(SUPPLIED PASSAGE)

Reply Wed 24 Mar, 2010 04:52 pm
A previously unknown kind of human group vanished from the world so completely that it has left behind the merest wisp of evidence that it ever existed " a single bone from the little finger of a child, buried in a cave in the Altai mountains of southern Siberia.

Researchers extracted DNA from the bone and reported Wednesday that it differed conspicuously from that of both modern humans and of Neanderthals, the archaic human species that inhabited Europe until the arrival of modern humans on the continent some 44,000 years ago.

The child who carried the DNA lineage was probably 5 to 7 years old, but it is not yet known if it was a boy or a girl. The finger bone was excavated by Russian archaeologists in 2008 from a place known as the Denisova cave.

The researchers, led by Johannes Krause and Svante Paabo of the Max Planck Institute for Evolutionary Anthropology in Leipzig, Germany, are careful not to call the Denisova child a new human species, though it may prove to be so, because the evidence is preliminary.

But they say the genetic material extracted from the bone, an element called mitochondrial DNA, belonged to a distinct human lineage that migrated out of Africa at a different time from the two known archaic human species. Homo erectus, found in East Asia, left Africa two million years ago, and the ancestor of Neanderthals emigrated some 500,000 years ago. The number of differences found in the child’s DNA indicate that its ancestors left Africa about one million years ago, the researchers say. Their report is published online in the journal Nature.

Dr. Paabo, a pioneer in decoding ancient human DNA, said at a news conference that before asserting that the Denisova child was a new species, he needed to rule out the possibility that it belonged to a population formed by interbreeding between the new lineage and a known species. He said he was analyzing the rest of the child’s DNA, from the main or nuclear genome, to test this possibility.

(End SUPPLIED PASSAGE)

_WHAT IS NEEDED_
According to the text about the Denisova finger bone, about how long ago did the ancestors of the child leave Africa?

(DATA SEGMENT)

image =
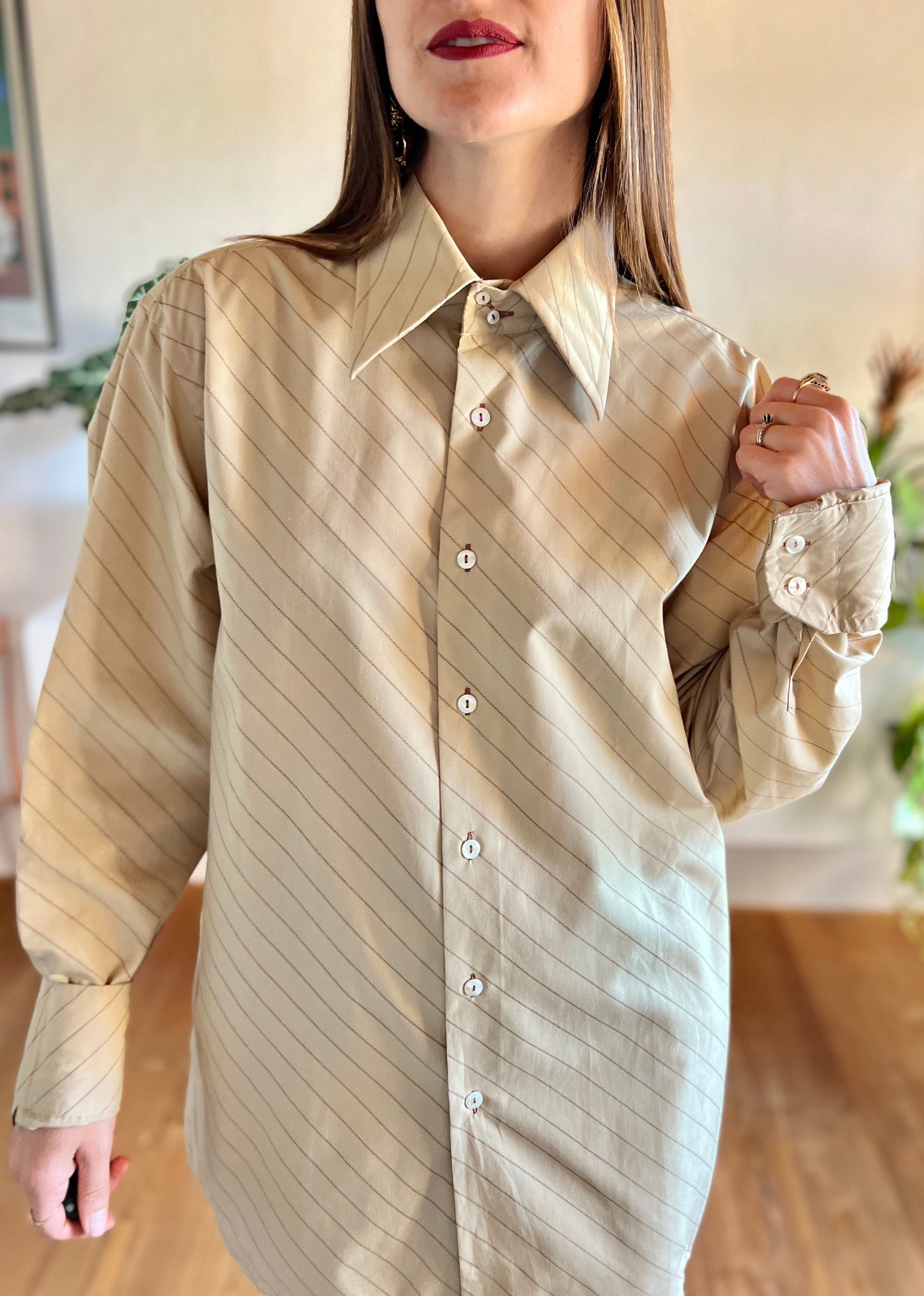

(End DATA SEGMENT)

_RESPONSE AREA_
About one million years ago.